- **Task instructions**:
Apart from the images, the records below need to be copied exactly.

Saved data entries
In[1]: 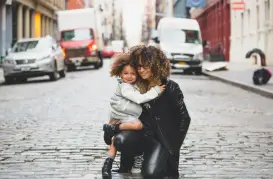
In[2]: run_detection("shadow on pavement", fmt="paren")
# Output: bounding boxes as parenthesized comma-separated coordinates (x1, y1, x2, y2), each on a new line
(0, 77, 65, 87)
(82, 173, 143, 179)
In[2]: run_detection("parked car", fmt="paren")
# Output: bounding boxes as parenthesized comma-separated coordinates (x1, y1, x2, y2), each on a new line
(2, 36, 66, 84)
(103, 46, 115, 58)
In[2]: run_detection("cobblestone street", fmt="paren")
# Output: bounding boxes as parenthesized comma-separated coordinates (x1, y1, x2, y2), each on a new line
(1, 60, 273, 179)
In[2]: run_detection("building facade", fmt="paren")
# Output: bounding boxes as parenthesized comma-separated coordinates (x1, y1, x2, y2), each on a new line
(101, 0, 114, 43)
(142, 0, 156, 42)
(155, 0, 167, 28)
(0, 0, 65, 60)
(66, 0, 85, 9)
(112, 0, 123, 40)
(90, 0, 113, 44)
(230, 0, 273, 66)
(174, 0, 188, 18)
(191, 0, 231, 61)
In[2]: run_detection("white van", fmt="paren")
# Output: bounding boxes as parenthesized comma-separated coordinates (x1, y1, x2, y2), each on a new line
(155, 17, 204, 74)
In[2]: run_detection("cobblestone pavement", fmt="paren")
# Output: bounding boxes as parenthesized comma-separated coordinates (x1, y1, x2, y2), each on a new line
(1, 60, 273, 179)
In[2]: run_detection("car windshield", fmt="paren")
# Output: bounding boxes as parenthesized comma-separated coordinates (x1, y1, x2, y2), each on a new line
(183, 30, 201, 44)
(161, 29, 201, 44)
(61, 29, 93, 41)
(12, 40, 38, 52)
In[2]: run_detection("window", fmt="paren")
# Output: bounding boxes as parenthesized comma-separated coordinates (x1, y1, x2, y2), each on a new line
(247, 10, 251, 31)
(265, 0, 270, 23)
(241, 13, 244, 46)
(256, 5, 260, 30)
(61, 29, 94, 41)
(160, 28, 201, 44)
(241, 13, 244, 37)
(184, 30, 201, 44)
(12, 41, 38, 52)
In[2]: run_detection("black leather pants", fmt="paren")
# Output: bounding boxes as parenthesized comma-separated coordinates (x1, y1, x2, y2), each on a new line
(113, 131, 179, 179)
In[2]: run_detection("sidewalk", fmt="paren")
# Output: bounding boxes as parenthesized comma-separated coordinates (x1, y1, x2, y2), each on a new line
(203, 62, 273, 99)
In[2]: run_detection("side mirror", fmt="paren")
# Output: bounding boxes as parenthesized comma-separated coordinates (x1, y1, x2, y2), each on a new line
(202, 40, 207, 47)
(152, 37, 160, 44)
(6, 48, 11, 55)
(52, 44, 57, 50)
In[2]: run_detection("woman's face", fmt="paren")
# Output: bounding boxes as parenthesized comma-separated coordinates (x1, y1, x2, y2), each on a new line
(137, 59, 153, 80)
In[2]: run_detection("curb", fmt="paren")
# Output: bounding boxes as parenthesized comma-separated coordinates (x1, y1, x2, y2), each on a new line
(203, 71, 273, 99)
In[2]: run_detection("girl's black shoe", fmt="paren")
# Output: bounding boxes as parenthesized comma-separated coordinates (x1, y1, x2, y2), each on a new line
(103, 123, 121, 145)
(102, 158, 113, 178)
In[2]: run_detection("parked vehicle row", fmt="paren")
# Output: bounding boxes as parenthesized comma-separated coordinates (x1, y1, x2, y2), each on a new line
(1, 8, 114, 85)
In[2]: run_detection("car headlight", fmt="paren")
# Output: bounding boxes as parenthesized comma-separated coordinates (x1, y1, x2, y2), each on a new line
(38, 55, 50, 61)
(3, 59, 15, 65)
(193, 53, 203, 61)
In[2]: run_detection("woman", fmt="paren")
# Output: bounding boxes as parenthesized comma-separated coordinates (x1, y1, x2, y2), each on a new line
(110, 45, 191, 178)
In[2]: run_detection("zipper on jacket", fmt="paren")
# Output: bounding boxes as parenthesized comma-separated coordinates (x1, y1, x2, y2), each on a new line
(157, 123, 173, 155)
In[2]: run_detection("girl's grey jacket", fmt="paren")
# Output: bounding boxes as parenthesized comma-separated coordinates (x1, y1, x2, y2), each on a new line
(110, 79, 161, 122)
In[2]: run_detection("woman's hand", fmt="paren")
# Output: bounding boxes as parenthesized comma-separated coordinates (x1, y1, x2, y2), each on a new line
(159, 84, 166, 92)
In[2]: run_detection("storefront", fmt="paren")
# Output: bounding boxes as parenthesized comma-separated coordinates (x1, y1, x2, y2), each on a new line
(191, 0, 231, 61)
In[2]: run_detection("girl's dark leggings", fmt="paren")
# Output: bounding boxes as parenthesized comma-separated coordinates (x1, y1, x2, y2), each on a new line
(113, 130, 179, 179)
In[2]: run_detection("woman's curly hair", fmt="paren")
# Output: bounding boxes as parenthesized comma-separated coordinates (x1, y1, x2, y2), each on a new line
(128, 45, 170, 93)
(110, 53, 134, 77)
(129, 45, 170, 80)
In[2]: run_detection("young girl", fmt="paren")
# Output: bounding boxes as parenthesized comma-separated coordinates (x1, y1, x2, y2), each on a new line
(102, 53, 165, 177)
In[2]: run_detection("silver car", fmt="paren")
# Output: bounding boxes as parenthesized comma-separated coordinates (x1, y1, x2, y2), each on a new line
(2, 36, 66, 84)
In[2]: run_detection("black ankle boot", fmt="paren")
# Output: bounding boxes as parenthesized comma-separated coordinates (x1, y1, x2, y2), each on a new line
(112, 152, 134, 174)
(102, 158, 113, 178)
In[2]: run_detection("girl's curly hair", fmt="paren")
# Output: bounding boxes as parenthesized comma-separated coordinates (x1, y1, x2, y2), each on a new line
(129, 45, 170, 80)
(110, 53, 133, 77)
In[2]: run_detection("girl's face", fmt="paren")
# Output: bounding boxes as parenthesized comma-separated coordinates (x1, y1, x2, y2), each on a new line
(121, 65, 137, 84)
(137, 59, 153, 80)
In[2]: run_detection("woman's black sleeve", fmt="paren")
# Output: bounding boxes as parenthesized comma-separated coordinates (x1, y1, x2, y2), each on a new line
(169, 82, 191, 133)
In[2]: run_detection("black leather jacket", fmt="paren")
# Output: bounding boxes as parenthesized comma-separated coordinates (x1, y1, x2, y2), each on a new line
(140, 79, 191, 158)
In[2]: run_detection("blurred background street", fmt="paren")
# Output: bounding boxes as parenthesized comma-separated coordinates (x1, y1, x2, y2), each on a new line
(0, 0, 273, 178)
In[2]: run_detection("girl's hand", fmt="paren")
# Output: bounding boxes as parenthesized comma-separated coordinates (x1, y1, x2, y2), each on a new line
(159, 85, 166, 92)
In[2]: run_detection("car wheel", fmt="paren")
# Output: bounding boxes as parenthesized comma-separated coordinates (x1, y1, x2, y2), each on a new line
(67, 64, 76, 72)
(99, 58, 103, 67)
(195, 67, 202, 75)
(59, 65, 66, 78)
(94, 63, 100, 69)
(98, 52, 103, 68)
(17, 77, 27, 83)
(4, 76, 14, 84)
(49, 64, 58, 81)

- **Result for this exercise**:
In[1]: 
In[2]: run_detection("shadow on pavement", fmt="paren")
# Output: bounding boxes as parenthesized comma-separated coordinates (x1, y1, x2, y2), each on a new line
(0, 77, 65, 87)
(82, 173, 143, 179)
In[2]: run_detection("parked car", fmt="paren")
# Output: bounding boxes as parenthesized comma-separated coordinates (x1, y1, x2, y2), each on a new line
(2, 36, 66, 84)
(103, 46, 115, 58)
In[2]: run_detection("cobblestone street", fmt="paren")
# Output: bounding boxes as parenthesized comma-separated coordinates (x1, y1, x2, y2), each on a new line
(1, 60, 273, 179)
In[2]: run_detection("building facade", fmt="paren")
# Output: bounding boxes as parenthesized comma-separated coordinates (x1, y1, x2, y2), each on a new line
(101, 0, 114, 43)
(142, 0, 156, 42)
(155, 0, 167, 28)
(0, 0, 65, 60)
(66, 0, 85, 9)
(112, 0, 123, 40)
(90, 0, 113, 44)
(230, 0, 273, 66)
(174, 0, 188, 18)
(191, 0, 231, 61)
In[2]: run_detection("white van", fmt="paren")
# Output: bounding boxes as parenthesized comma-separated coordinates (x1, y1, x2, y2), each on a new line
(155, 17, 204, 74)
In[2]: run_detection("cobblestone pavement", fmt="paren")
# Output: bounding boxes as parenthesized comma-separated coordinates (x1, y1, x2, y2), each on a new line
(1, 60, 273, 179)
In[2]: run_detection("car windshield", fmt="paren")
# Output: bounding boxes as parenthesized comma-separated coordinates (x1, y1, x2, y2), each on a new line
(183, 30, 201, 44)
(161, 29, 201, 44)
(61, 29, 93, 41)
(12, 40, 38, 52)
In[2]: run_detection("window", fmt="paren")
# Output: bounding boxes as parenthesized comma-separated coordinates (x1, y1, x2, y2), each on a new line
(247, 10, 251, 31)
(265, 0, 270, 23)
(241, 13, 244, 46)
(256, 5, 260, 30)
(61, 29, 94, 41)
(160, 28, 201, 44)
(241, 13, 244, 37)
(184, 30, 201, 44)
(12, 41, 38, 52)
In[2]: run_detection("black leather pants", fmt="paren")
# Output: bounding boxes as parenthesized comma-separated coordinates (x1, y1, x2, y2), each on a new line
(113, 131, 179, 179)
In[2]: run_detection("sidewalk", fmt="paren")
# Output: bounding boxes as parenthesized comma-separated coordinates (x1, y1, x2, y2), each on a new line
(203, 62, 273, 99)
In[2]: run_detection("side mirror", fmt="paren")
# Output: bounding boxes as parenthesized comma-separated coordinates (x1, y1, x2, y2), each on a new line
(202, 40, 207, 47)
(152, 37, 160, 44)
(6, 48, 11, 55)
(52, 44, 57, 50)
In[2]: run_detection("woman's face", fmt="paren")
# Output: bounding boxes as parenthesized comma-separated coordinates (x1, y1, x2, y2), each on a new line
(137, 59, 153, 80)
In[2]: run_detection("curb", fmt="paren")
# Output: bounding boxes as parenthesized comma-separated coordinates (x1, y1, x2, y2), each on a new line
(203, 71, 273, 99)
In[2]: run_detection("girl's black shoe", fmt="paren")
# Output: bounding boxes as parenthesized comma-separated coordinates (x1, y1, x2, y2), each on a new line
(103, 123, 121, 145)
(102, 158, 113, 178)
In[2]: run_detection("parked vehicle row", fmt="paren")
# Output: bounding boxes as parenthesized comma-separated coordinates (x1, y1, x2, y2), each on a new line
(1, 8, 114, 85)
In[2]: run_detection("car headlight", fmt="paren")
# Output: bounding boxes as parenthesized comma-separated coordinates (x1, y1, x2, y2), each on a new line
(38, 55, 50, 61)
(3, 59, 15, 65)
(193, 53, 203, 61)
In[2]: run_detection("woman", fmt="paren")
# Output: bounding boxes as parenthesized comma-separated coordinates (x1, y1, x2, y2), each on a new line
(110, 45, 191, 178)
In[2]: run_detection("zipper on jacket", fmt="paren")
# Output: bounding boxes as parenthesized comma-separated coordinates (x1, y1, x2, y2), each on a new line
(157, 123, 173, 155)
In[2]: run_detection("girl's grey jacket", fmt="paren")
# Output: bounding boxes as parenthesized comma-separated coordinates (x1, y1, x2, y2), each on a new line
(110, 79, 161, 122)
In[2]: run_detection("woman's hand", fmt="paren")
# Output: bounding boxes as parenthesized comma-separated coordinates (x1, y1, x2, y2), each on a new line
(159, 84, 166, 92)
In[2]: run_detection("storefront", fmt="paren")
# Output: bounding boxes as parenthesized comma-separated coordinates (x1, y1, x2, y2), each on a new line
(191, 0, 231, 61)
In[2]: run_detection("girl's dark leggings", fmt="paren")
# Output: bounding boxes as parenthesized comma-separated coordinates (x1, y1, x2, y2), each on a new line
(113, 130, 179, 179)
In[2]: run_detection("woman's curly hair", fmt="paren")
# Output: bounding boxes as parenthesized comma-separated coordinates (x1, y1, x2, y2), each on a new line
(128, 45, 170, 93)
(110, 53, 134, 77)
(129, 45, 170, 80)
In[2]: run_detection("young girl", fmt="paren")
# Output: bounding boxes as parenthesized comma-separated coordinates (x1, y1, x2, y2), each on a new line
(102, 53, 165, 177)
In[2]: run_detection("silver car", fmt="paren")
# Output: bounding boxes as parenthesized comma-separated coordinates (x1, y1, x2, y2), each on a new line
(2, 36, 66, 84)
In[2]: run_detection("black ankle boot", fmt="paren")
# Output: bounding boxes as parenthesized comma-separated coordinates (x1, y1, x2, y2), each on a new line
(112, 152, 134, 174)
(102, 158, 113, 178)
In[2]: run_detection("girl's curly hair", fmt="paren")
# Output: bounding boxes as parenthesized comma-separated coordinates (x1, y1, x2, y2), each on a new line
(129, 45, 170, 80)
(110, 53, 133, 77)
In[2]: run_detection("girl's face", fmt="paren")
# Output: bounding boxes as parenthesized comma-separated coordinates (x1, y1, x2, y2), each on a new line
(121, 65, 137, 84)
(137, 59, 153, 80)
In[2]: run_detection("woman's black sleeve", fmt="paren")
# Output: bounding boxes as parenthesized comma-separated coordinates (x1, y1, x2, y2), each on a new line
(169, 82, 191, 133)
In[2]: run_detection("black leather jacket", fmt="paren")
# Output: bounding boxes as parenthesized comma-separated coordinates (x1, y1, x2, y2), each on a new line
(140, 79, 191, 158)
In[2]: run_detection("blurred background street", fmt="paren")
# Output: bounding boxes as parenthesized comma-separated coordinates (x1, y1, x2, y2), each on a new line
(0, 0, 273, 178)
In[2]: run_detection("girl's hand", fmt="paren")
# Output: bounding boxes as parenthesized comma-separated coordinates (x1, y1, x2, y2), each on a new line
(159, 85, 166, 92)
In[2]: run_detection("car wheel", fmt="paren")
# Output: bounding boxes as parenthesized comma-separated coordinates (x1, y1, x2, y2), each on a new line
(67, 64, 76, 72)
(99, 58, 103, 67)
(195, 67, 202, 75)
(59, 65, 66, 78)
(94, 63, 100, 69)
(98, 52, 103, 68)
(17, 77, 27, 83)
(4, 76, 14, 84)
(49, 64, 58, 81)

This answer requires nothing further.